## WORKING DATA
-*-*-

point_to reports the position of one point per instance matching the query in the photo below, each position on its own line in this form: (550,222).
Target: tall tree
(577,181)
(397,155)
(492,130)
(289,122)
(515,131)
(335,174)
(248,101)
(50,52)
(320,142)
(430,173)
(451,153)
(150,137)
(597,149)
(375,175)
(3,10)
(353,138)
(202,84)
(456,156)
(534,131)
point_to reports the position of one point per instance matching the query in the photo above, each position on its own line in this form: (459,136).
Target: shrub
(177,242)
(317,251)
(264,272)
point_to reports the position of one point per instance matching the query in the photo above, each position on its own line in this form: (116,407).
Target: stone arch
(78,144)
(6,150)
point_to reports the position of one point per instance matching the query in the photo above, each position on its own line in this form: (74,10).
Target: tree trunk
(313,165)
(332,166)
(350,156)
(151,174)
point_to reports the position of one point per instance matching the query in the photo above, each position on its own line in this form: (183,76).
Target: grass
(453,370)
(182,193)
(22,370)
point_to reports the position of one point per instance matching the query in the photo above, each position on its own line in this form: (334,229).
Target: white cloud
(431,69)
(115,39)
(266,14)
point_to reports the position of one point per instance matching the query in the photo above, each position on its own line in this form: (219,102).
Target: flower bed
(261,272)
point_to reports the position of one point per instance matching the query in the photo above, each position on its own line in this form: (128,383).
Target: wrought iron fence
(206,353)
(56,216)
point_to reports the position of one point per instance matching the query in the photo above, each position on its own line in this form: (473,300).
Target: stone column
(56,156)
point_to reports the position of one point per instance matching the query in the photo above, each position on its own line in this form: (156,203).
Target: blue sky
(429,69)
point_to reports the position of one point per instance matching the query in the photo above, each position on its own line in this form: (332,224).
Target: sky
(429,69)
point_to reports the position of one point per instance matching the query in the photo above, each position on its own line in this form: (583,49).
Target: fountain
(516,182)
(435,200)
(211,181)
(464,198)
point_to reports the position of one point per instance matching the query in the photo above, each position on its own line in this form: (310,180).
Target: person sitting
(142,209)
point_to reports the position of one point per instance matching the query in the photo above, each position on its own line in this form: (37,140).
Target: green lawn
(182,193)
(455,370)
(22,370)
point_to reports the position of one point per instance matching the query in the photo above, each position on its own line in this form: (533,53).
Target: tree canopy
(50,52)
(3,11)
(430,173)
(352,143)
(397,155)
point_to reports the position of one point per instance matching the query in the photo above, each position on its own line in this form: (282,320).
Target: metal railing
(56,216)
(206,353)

-*-*-

## EXERCISE DIRECTIONS
Please write out every record shown above exactly as it reads.

## ANSWER SPACE
point_to reports the position of one point per instance matching the query in the photo below, each position on its own line in this form: (550,222).
Target: tall tree
(577,181)
(397,155)
(492,130)
(289,122)
(515,131)
(335,174)
(248,101)
(50,52)
(320,142)
(430,173)
(451,153)
(150,137)
(597,149)
(375,175)
(3,10)
(353,138)
(202,84)
(456,156)
(534,131)
point_to reports the position of one point per instance matching the query in the photo above, each position on its own line in this form: (459,136).
Target: shrub
(177,242)
(317,251)
(264,272)
point_to reports the position of one point per instance matching the query in the photo above, each position on its own line in this form: (116,407).
Target: stone arch
(78,144)
(6,150)
point_to reports the position of one point per instance matching the query in the photo above, each position on its own line in this form: (74,10).
Target: tree trunk
(313,165)
(332,166)
(350,156)
(151,174)
point_to reports the position of one point per instance matching the query in the photo above, each position on its own line in this form: (183,76).
Target: grass
(453,370)
(182,193)
(22,370)
point_to reports the position of one point per instance matching the query in the photo above, each position on its own line in this form: (334,229).
Target: white cloud
(431,69)
(115,39)
(266,14)
point_to reports the position of one point per instance matching the query in the photo above, each position on its own line in this form: (219,102).
Target: flower bed
(261,272)
point_to reports the position of one point per instance matching the query in the photo above, each position on its own line in this form: (128,383).
Target: wrought iron fence
(206,353)
(56,216)
point_to reports the position of one point per instance matching the query in the photo above, each position on its own line in this form: (473,300).
Target: stone column
(56,156)
point_to reports the position of one point per instance matching the query in the photo above, each position on its own line in this form: (156,203).
Target: blue sky
(429,69)
point_to reports the position of one point per instance matching the query in the photo above, each position on its own line in this form: (332,224).
Target: sky
(429,69)
point_to reports the position of one point per instance matching the query in the photo above, each position on its own line in this form: (583,49).
Target: fountain
(516,182)
(435,200)
(211,181)
(464,198)
point_to reports the position of one point per instance matching the query in the photo above, each position on its own line in this form: (310,180).
Target: person sitting
(142,209)
point_to reports the position of one point per instance matching the query in the photo above, each position on its own line in this form: (37,140).
Target: green lawn
(182,193)
(455,370)
(22,370)
point_to reports the position of one point per instance matching the query in the photo above, each position on its own line in this form: (533,53).
Target: tree canopy
(50,52)
(3,11)
(430,173)
(352,143)
(397,155)
point_to reports the position of one point per instance matching the query in the photo above, each position on its own line in this form: (282,320).
Target: metal railing
(56,216)
(206,353)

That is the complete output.